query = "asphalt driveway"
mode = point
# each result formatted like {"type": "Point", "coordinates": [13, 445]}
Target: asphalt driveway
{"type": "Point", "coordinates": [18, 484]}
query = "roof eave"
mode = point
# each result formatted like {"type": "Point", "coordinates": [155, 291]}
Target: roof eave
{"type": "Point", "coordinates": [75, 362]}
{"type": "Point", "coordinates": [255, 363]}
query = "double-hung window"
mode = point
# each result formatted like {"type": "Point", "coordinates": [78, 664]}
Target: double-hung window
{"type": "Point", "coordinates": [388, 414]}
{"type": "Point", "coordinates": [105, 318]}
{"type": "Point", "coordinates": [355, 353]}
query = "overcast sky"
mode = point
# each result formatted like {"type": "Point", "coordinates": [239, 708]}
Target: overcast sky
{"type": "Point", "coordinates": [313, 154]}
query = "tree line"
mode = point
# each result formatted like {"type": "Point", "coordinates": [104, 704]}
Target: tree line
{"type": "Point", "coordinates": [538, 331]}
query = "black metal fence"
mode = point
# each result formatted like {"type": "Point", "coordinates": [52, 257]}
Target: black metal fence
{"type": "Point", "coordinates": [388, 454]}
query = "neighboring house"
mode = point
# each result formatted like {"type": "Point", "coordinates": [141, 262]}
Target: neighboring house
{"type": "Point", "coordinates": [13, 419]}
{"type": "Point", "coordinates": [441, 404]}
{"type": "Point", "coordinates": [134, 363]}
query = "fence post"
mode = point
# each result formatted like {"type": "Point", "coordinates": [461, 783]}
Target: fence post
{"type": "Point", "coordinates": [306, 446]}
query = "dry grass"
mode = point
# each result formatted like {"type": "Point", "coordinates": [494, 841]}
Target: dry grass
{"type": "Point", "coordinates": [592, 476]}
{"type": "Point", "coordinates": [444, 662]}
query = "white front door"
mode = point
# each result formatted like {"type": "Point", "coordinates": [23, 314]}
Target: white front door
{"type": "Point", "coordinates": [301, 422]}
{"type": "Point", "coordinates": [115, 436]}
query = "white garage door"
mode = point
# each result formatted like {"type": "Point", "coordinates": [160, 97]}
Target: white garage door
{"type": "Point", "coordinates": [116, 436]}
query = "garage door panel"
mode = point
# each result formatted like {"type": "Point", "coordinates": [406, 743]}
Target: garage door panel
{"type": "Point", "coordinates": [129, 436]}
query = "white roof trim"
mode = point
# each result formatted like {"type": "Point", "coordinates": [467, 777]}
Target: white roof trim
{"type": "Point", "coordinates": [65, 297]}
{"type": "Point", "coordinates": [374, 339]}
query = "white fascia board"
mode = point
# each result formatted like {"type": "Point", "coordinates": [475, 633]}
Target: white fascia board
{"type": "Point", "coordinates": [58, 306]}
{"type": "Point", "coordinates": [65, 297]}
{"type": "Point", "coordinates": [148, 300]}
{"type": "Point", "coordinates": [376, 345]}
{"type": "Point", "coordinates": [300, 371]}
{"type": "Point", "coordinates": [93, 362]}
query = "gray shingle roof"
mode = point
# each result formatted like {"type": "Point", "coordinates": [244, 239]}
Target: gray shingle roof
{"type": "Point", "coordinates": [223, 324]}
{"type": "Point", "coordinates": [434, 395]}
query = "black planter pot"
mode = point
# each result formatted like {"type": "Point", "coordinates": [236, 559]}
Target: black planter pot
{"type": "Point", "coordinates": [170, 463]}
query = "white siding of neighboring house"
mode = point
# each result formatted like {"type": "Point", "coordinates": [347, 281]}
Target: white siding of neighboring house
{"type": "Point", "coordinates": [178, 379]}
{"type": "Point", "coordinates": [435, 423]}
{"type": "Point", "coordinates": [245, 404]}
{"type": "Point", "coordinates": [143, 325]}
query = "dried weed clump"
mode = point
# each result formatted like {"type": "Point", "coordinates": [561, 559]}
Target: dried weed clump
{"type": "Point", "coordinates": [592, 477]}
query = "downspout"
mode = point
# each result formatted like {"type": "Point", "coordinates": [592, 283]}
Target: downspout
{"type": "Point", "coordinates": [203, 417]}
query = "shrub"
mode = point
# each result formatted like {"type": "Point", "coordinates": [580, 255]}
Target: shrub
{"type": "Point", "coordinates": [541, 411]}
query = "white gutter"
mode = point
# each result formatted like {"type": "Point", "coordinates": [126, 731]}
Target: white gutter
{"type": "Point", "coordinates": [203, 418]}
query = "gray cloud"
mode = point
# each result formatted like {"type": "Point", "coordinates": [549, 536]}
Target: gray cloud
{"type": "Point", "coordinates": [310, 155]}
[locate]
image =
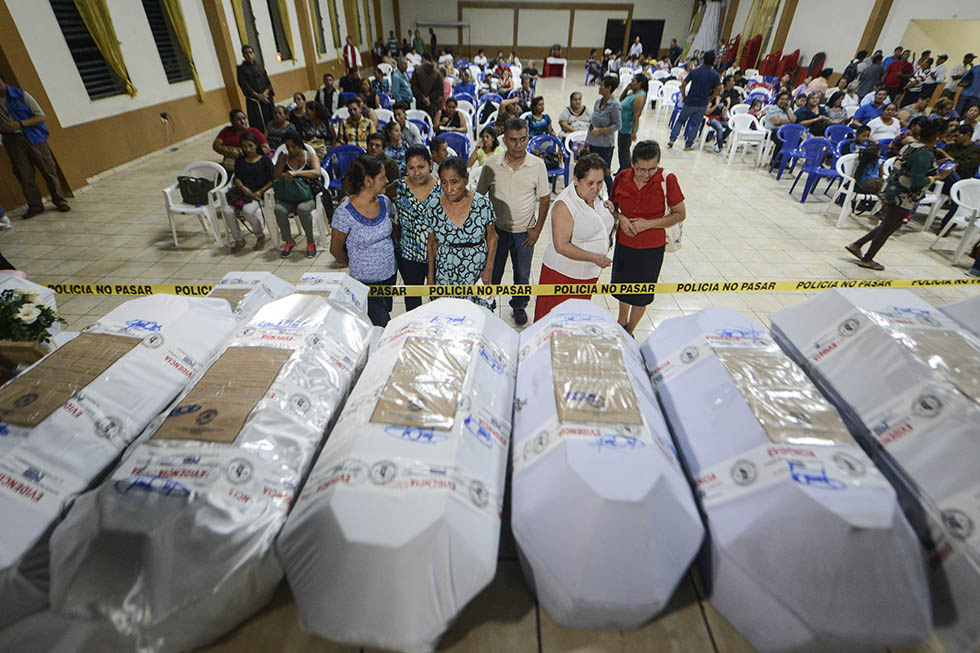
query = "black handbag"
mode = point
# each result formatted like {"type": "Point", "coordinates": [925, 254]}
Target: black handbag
{"type": "Point", "coordinates": [194, 190]}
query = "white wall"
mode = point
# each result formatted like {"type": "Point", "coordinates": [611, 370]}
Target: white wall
{"type": "Point", "coordinates": [840, 45]}
{"type": "Point", "coordinates": [903, 11]}
{"type": "Point", "coordinates": [48, 51]}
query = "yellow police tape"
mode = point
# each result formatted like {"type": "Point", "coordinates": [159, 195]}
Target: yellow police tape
{"type": "Point", "coordinates": [537, 290]}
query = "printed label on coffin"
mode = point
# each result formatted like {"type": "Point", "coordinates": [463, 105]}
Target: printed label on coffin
{"type": "Point", "coordinates": [30, 398]}
{"type": "Point", "coordinates": [216, 408]}
{"type": "Point", "coordinates": [425, 384]}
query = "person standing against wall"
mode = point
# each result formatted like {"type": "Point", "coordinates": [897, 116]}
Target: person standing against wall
{"type": "Point", "coordinates": [25, 137]}
{"type": "Point", "coordinates": [255, 84]}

.....

» **What you will do**
Repeat the entries exactly. Pictures are excluded from the copy.

» **Task answer**
query = "asphalt driveway"
mode = point
# each result formatted like {"type": "Point", "coordinates": [13, 445]}
Target: asphalt driveway
{"type": "Point", "coordinates": [18, 484]}
query = "roof eave"
mode = point
# each result formatted like {"type": "Point", "coordinates": [155, 291]}
Target: roof eave
{"type": "Point", "coordinates": [75, 362]}
{"type": "Point", "coordinates": [255, 363]}
query = "double-hung window"
mode = point
# each result formatted like {"type": "Point", "coordinates": [78, 664]}
Target: double-hung window
{"type": "Point", "coordinates": [388, 414]}
{"type": "Point", "coordinates": [105, 318]}
{"type": "Point", "coordinates": [355, 353]}
query = "overcast sky"
mode = point
# each result formatted like {"type": "Point", "coordinates": [239, 708]}
Target: overcast sky
{"type": "Point", "coordinates": [313, 154]}
query = "tree line"
mode = point
# each result formatted like {"type": "Point", "coordinates": [104, 704]}
Target: tree line
{"type": "Point", "coordinates": [538, 331]}
query = "black metal fence"
mode = point
# each result formatted like {"type": "Point", "coordinates": [52, 257]}
Target: black metal fence
{"type": "Point", "coordinates": [388, 454]}
query = "neighboring house"
mode = point
# each result formatted like {"type": "Point", "coordinates": [141, 262]}
Target: neighboring house
{"type": "Point", "coordinates": [13, 419]}
{"type": "Point", "coordinates": [441, 404]}
{"type": "Point", "coordinates": [134, 363]}
query = "fence post"
mode = point
# each result formatted like {"type": "Point", "coordinates": [461, 783]}
Target: fence post
{"type": "Point", "coordinates": [306, 446]}
query = "dry grass"
mode = point
# each result formatted like {"type": "Point", "coordinates": [494, 841]}
Target: dry grass
{"type": "Point", "coordinates": [592, 476]}
{"type": "Point", "coordinates": [444, 662]}
query = "white front door"
mode = point
# each result formatted like {"type": "Point", "coordinates": [23, 314]}
Target: white front door
{"type": "Point", "coordinates": [301, 422]}
{"type": "Point", "coordinates": [115, 436]}
query = "white garage door"
mode = point
# each result formatted like {"type": "Point", "coordinates": [160, 97]}
Target: white garage door
{"type": "Point", "coordinates": [116, 436]}
query = "garage door panel"
mode = point
# each result formatted like {"type": "Point", "coordinates": [406, 743]}
Target: garage door panel
{"type": "Point", "coordinates": [129, 436]}
query = "white roof trim"
mode = point
# each result formatted like {"type": "Point", "coordinates": [467, 777]}
Target: white roof trim
{"type": "Point", "coordinates": [65, 297]}
{"type": "Point", "coordinates": [374, 339]}
query = "white fascia board"
mode = point
# each result formatted like {"type": "Point", "coordinates": [475, 633]}
Target: white fascia board
{"type": "Point", "coordinates": [58, 306]}
{"type": "Point", "coordinates": [65, 297]}
{"type": "Point", "coordinates": [148, 300]}
{"type": "Point", "coordinates": [376, 345]}
{"type": "Point", "coordinates": [300, 371]}
{"type": "Point", "coordinates": [93, 362]}
query = "gray shingle roof"
mode = point
# each result formatted like {"type": "Point", "coordinates": [244, 239]}
Target: gray shingle roof
{"type": "Point", "coordinates": [223, 324]}
{"type": "Point", "coordinates": [434, 395]}
query = "black planter pot"
mode = point
# each result formatted like {"type": "Point", "coordinates": [236, 559]}
Target: black planter pot
{"type": "Point", "coordinates": [170, 463]}
query = "white siding of neighboring house"
mode = point
# each result formatted like {"type": "Point", "coordinates": [347, 281]}
Target: white siding of neighboring house
{"type": "Point", "coordinates": [178, 379]}
{"type": "Point", "coordinates": [435, 423]}
{"type": "Point", "coordinates": [245, 404]}
{"type": "Point", "coordinates": [143, 325]}
query = "dried weed clump"
mode = point
# each result formatted like {"type": "Point", "coordinates": [561, 559]}
Target: dried weed clump
{"type": "Point", "coordinates": [592, 477]}
query = "downspout"
mode = point
# each result formatted like {"type": "Point", "coordinates": [592, 283]}
Target: downspout
{"type": "Point", "coordinates": [203, 417]}
query = "shrub"
mode = point
# each result formatted like {"type": "Point", "coordinates": [580, 255]}
Target: shrub
{"type": "Point", "coordinates": [541, 411]}
query = "white gutter"
mode = point
# each result formatted like {"type": "Point", "coordinates": [126, 731]}
Target: white gutter
{"type": "Point", "coordinates": [203, 418]}
query = "gray cloud"
mode = point
# each result formatted like {"type": "Point", "coordinates": [549, 536]}
Target: gray cloud
{"type": "Point", "coordinates": [310, 155]}
[locate]
image =
query = "black handbag"
mode = point
# each result formatted like {"type": "Point", "coordinates": [925, 254]}
Target: black handbag
{"type": "Point", "coordinates": [194, 190]}
query = "white wall"
mode = point
# each result formatted like {"type": "Point", "coordinates": [611, 370]}
Target: white wall
{"type": "Point", "coordinates": [840, 45]}
{"type": "Point", "coordinates": [903, 11]}
{"type": "Point", "coordinates": [48, 51]}
query = "yellow police tape"
mode = point
# each result formatted like {"type": "Point", "coordinates": [159, 195]}
Target: yellow police tape
{"type": "Point", "coordinates": [537, 290]}
query = "printed label on coffin"
mode = point
# each result formatted like {"type": "Point", "coordinates": [463, 105]}
Target: printed label on coffin
{"type": "Point", "coordinates": [30, 398]}
{"type": "Point", "coordinates": [216, 408]}
{"type": "Point", "coordinates": [425, 384]}
query = "person standing against wall"
mode = point
# each result formatted like {"type": "Point", "coordinates": [897, 116]}
Target: person standing against wall
{"type": "Point", "coordinates": [25, 137]}
{"type": "Point", "coordinates": [255, 84]}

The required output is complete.